Prompt |
Skip the pictures. Quote every line below, exactly, from the one with "Target: rust stain on hull" through the final line.

[Natural language region descriptions]
----
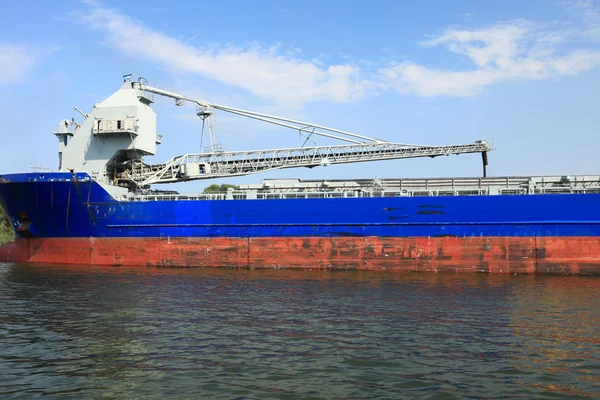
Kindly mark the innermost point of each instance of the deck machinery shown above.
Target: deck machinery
(101, 207)
(113, 139)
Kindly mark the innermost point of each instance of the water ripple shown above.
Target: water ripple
(157, 333)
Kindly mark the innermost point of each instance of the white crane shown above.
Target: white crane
(216, 163)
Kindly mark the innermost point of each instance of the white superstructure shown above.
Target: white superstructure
(115, 136)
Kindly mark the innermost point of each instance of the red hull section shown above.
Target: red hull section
(500, 255)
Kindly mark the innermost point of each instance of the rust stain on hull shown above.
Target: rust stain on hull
(496, 255)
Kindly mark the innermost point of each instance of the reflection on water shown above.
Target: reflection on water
(172, 333)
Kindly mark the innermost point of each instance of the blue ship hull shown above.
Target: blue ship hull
(57, 207)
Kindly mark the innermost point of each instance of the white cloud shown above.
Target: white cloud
(261, 70)
(510, 51)
(15, 62)
(514, 50)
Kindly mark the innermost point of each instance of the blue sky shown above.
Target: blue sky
(524, 75)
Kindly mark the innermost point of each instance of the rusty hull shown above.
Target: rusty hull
(496, 255)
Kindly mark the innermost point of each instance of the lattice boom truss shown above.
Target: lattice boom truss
(224, 164)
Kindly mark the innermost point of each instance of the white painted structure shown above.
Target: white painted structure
(115, 136)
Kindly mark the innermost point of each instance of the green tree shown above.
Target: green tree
(216, 188)
(6, 230)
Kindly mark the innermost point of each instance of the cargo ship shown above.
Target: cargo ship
(102, 207)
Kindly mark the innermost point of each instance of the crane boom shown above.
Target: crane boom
(227, 164)
(219, 164)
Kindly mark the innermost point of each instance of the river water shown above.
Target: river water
(91, 332)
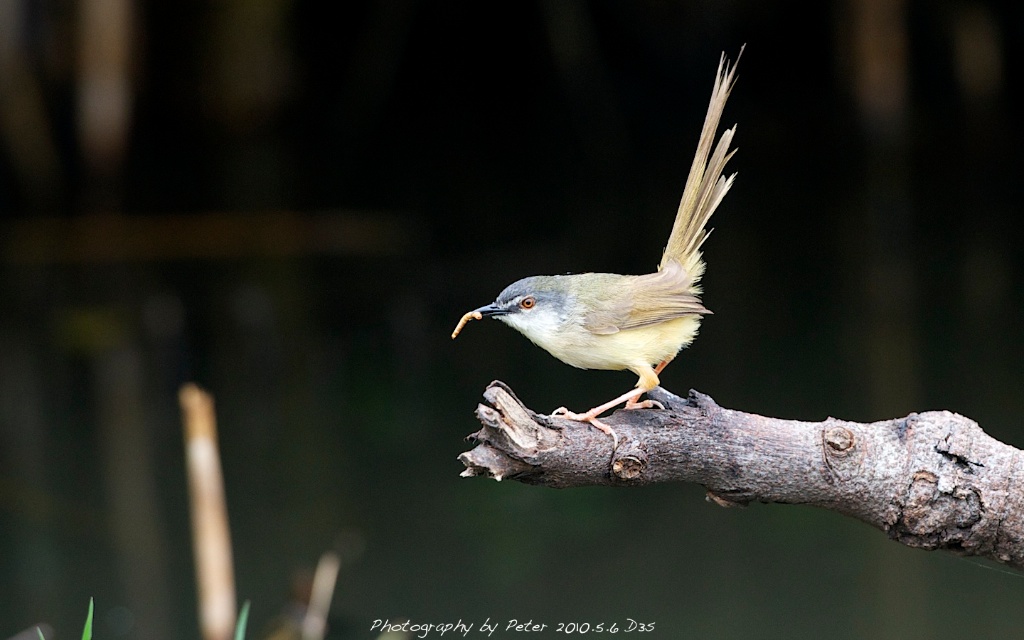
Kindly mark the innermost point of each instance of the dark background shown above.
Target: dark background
(295, 203)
----
Solution to the problem |
Target: rust stain on hull
(496, 255)
Kindly mark the innermost point of each instance of the reflection on water shown above.
Target: reflection on water
(172, 333)
Kindly mark the innermost point of each instance of the blue ship hull shown above.
Target: blue ship hull
(57, 207)
Kindly mark the innermost point of each instance of the white cloud shown above.
Target: white cloud
(261, 70)
(510, 51)
(15, 62)
(514, 50)
Kindly mark the innermost point of each instance of the blue sky shown above.
Target: blue sky
(524, 75)
Kindly mark the innermost point of each instance of the rusty hull shown above.
Target: rusty hull
(496, 255)
Kindly mark the innermost point of each instance of the lattice boom truss shown above.
Target: lattice boom truss
(224, 164)
Kindly mark the innermost point of each instance of the white painted structure shown above.
Target: white painted structure
(115, 136)
Kindly mark the innermost point of each instance of the green tree shown above.
Target: green tree
(216, 188)
(6, 230)
Kindly mark the innermost point of each instance of the cargo ship shown above.
Target: cargo ship
(102, 207)
Kindly mark the innermost point of each instance of the crane boom shown above.
Target: crane boom
(227, 164)
(219, 164)
Kindly mark the innermost point of each instance of the river water shown above.
Target: river water
(91, 332)
Kindly mark the innermost point of each instance of the dark background shown above.
Target: dark background
(295, 203)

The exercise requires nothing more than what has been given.